Without changing a single word, output each entry.

[Point localization data]
....................

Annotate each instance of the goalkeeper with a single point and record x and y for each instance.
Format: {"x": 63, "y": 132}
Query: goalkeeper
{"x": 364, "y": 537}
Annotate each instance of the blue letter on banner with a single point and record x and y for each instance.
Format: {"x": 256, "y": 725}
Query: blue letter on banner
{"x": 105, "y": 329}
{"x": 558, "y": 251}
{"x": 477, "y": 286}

....................

### RESULT
Annotate each instance of the goalkeeper with a single point and record x and y for each instance.
Format: {"x": 63, "y": 132}
Query: goalkeeper
{"x": 364, "y": 537}
Annotate each instance of the blue letter on banner with a single point and record x and y for each instance.
Format: {"x": 256, "y": 725}
Query: blue letter on banner
{"x": 105, "y": 329}
{"x": 558, "y": 251}
{"x": 477, "y": 286}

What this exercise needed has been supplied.